* [Problem requirements]:
Set out the data as a Markdown table, starting at the line containing "phrase -- rearview mirror" and ending at the last line of the data. Use a column n for the row number and a column Line for the line itself, and leave out any blank lines.

(Position identification data)
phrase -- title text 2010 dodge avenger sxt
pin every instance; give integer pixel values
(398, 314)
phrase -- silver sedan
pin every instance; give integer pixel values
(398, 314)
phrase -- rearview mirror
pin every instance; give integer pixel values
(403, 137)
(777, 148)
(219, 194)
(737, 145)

* [Solution to this problem]:
| n | Line |
|---|---|
| 1 | phrase -- rearview mirror |
| 2 | pin every instance; give integer pixel values |
| 3 | (403, 137) |
| 4 | (777, 148) |
| 5 | (219, 194) |
| 6 | (737, 145) |